(TASK GOAL) Can you rewrite the data from its first line through the line holding "pixel 126 17", inclusive, with "black coat" substituted for "dark jacket" and nothing else changed? Give only those lines.
###
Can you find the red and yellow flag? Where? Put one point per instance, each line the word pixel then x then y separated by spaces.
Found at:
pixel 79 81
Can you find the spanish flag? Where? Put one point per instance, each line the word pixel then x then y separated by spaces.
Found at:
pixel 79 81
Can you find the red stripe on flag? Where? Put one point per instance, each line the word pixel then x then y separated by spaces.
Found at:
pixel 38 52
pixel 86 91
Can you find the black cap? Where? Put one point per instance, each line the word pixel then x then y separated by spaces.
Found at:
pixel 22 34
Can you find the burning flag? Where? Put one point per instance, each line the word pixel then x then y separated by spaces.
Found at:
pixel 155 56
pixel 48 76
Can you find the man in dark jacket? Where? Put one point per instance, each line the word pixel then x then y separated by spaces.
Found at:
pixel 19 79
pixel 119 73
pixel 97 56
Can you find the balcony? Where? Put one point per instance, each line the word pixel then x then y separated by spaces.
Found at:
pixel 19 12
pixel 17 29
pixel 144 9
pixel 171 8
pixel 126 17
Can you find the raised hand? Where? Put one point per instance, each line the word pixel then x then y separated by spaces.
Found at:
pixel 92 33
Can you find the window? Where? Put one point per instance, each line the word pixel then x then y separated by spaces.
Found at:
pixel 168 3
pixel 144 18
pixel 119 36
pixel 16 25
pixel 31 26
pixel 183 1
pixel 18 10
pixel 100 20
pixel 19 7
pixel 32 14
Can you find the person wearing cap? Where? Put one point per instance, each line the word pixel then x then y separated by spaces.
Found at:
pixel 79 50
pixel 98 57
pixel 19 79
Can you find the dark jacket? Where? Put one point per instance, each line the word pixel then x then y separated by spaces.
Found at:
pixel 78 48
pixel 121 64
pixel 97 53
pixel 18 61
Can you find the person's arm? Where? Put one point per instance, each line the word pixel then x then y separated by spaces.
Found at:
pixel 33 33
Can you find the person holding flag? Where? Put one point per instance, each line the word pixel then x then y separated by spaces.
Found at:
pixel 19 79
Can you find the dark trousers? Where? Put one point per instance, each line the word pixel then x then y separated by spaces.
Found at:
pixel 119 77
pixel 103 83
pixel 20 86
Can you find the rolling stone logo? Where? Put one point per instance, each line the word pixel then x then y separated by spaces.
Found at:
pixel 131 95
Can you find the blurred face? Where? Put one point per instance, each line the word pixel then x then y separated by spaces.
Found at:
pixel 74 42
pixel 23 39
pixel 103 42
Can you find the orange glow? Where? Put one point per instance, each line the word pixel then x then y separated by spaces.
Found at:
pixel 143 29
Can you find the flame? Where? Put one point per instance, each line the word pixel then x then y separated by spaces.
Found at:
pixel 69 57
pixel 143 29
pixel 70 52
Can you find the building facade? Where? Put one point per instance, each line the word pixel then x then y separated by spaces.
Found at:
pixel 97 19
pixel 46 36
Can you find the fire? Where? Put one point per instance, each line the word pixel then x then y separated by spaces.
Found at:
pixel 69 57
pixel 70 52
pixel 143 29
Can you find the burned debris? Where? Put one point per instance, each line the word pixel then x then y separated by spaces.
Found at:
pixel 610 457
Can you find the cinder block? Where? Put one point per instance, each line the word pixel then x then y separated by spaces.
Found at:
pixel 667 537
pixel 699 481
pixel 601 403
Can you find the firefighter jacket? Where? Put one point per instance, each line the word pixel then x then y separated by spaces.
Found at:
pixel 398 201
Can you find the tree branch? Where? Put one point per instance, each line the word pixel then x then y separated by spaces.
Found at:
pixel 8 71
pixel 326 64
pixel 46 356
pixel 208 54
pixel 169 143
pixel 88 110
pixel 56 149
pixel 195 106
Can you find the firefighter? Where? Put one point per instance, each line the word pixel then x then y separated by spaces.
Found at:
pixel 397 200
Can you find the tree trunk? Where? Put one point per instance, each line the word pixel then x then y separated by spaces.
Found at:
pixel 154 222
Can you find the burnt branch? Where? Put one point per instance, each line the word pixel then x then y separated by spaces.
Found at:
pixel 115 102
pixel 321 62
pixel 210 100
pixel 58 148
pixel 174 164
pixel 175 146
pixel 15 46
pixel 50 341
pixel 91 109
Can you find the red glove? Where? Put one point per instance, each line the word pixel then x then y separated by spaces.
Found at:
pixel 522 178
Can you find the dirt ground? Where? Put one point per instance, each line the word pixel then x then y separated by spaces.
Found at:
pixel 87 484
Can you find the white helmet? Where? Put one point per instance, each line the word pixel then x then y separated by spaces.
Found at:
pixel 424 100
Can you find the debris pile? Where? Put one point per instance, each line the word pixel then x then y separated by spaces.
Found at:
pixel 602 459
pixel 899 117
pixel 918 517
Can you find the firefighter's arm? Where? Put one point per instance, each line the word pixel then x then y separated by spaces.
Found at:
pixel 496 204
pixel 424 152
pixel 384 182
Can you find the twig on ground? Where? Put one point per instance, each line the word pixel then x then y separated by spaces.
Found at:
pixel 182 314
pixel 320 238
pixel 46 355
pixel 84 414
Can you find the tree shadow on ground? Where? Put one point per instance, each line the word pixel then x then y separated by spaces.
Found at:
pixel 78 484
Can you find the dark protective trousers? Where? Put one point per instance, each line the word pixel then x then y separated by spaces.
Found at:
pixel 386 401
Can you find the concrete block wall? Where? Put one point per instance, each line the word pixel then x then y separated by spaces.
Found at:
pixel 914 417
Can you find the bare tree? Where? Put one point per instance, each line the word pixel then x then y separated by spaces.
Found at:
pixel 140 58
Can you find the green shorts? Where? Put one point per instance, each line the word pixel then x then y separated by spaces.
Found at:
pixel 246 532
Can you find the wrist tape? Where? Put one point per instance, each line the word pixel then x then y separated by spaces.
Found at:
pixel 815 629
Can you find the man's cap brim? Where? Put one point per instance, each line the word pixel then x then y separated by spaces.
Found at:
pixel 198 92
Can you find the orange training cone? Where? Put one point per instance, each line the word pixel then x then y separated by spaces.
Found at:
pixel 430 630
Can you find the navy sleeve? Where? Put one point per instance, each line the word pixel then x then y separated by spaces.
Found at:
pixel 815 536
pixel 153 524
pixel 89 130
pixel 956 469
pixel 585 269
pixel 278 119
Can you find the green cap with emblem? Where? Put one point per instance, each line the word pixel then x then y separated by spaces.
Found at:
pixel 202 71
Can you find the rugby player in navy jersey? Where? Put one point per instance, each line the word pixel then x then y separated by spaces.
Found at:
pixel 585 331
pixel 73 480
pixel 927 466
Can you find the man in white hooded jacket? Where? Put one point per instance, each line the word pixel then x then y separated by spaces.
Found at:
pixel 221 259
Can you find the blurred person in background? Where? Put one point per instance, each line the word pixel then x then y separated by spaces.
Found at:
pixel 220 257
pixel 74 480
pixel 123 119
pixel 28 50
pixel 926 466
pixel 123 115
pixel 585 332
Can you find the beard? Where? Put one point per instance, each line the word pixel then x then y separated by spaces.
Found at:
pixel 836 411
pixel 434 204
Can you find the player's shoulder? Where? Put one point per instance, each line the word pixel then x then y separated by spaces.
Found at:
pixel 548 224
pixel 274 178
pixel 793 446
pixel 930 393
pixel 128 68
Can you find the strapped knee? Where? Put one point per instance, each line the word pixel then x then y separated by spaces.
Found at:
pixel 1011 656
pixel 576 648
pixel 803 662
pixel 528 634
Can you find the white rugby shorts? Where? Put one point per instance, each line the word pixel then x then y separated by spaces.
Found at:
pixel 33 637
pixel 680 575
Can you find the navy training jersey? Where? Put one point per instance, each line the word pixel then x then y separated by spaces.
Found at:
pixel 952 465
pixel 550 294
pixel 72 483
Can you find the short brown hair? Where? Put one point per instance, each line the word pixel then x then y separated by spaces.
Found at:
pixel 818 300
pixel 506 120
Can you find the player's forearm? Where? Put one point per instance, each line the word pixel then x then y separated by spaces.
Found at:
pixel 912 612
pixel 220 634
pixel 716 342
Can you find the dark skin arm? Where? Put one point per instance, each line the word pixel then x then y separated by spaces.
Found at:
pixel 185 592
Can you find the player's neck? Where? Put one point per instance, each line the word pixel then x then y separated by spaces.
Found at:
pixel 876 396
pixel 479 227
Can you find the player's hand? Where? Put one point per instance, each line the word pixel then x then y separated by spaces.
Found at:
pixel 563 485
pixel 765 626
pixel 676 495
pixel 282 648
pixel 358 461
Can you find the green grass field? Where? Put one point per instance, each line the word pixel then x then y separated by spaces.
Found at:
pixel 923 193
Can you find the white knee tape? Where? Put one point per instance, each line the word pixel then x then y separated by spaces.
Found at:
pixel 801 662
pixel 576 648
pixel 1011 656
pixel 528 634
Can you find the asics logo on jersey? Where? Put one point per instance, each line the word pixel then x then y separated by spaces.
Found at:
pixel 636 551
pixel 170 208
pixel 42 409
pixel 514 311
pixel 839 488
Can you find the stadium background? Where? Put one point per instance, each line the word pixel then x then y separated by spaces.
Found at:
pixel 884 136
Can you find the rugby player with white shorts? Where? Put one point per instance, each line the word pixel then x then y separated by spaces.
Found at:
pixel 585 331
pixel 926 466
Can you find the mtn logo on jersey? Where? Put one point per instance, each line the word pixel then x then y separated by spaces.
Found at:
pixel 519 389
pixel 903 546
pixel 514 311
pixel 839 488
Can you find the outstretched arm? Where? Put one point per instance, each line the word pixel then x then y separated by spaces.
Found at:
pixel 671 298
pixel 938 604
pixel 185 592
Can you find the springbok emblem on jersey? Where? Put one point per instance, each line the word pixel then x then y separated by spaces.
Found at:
###
(RESULT FOR THIS TASK)
Can you find the red and yellow flag? Where? Put one point per instance, each line the word pixel then x then y separated by spaces.
Found at:
pixel 79 81
Can you find the spanish flag? Where? Put one point per instance, each line the word pixel then x then y separated by spaces.
Found at:
pixel 79 81
Can you find the red stripe on flag? Where? Put one point per instance, each line the word pixel then x then y separated by spaces.
Found at:
pixel 38 52
pixel 86 91
Can you find the black cap? Where? Put one point per instance, each line the word pixel then x then y separated by spaces.
Found at:
pixel 22 34
Can you find the burning flag? Where? Put one point per instance, each line the word pixel then x then y separated by spaces.
Found at:
pixel 155 56
pixel 48 76
Can you find the man in black coat? Where? Put one point per instance, each line the word pixel then x then y separated by spaces.
Found at:
pixel 19 79
pixel 119 73
pixel 97 56
Can you find the balcony? Where? Put one point per instance, each line the word pixel then x then y separated by spaces.
Found at:
pixel 19 12
pixel 17 29
pixel 144 9
pixel 171 8
pixel 126 17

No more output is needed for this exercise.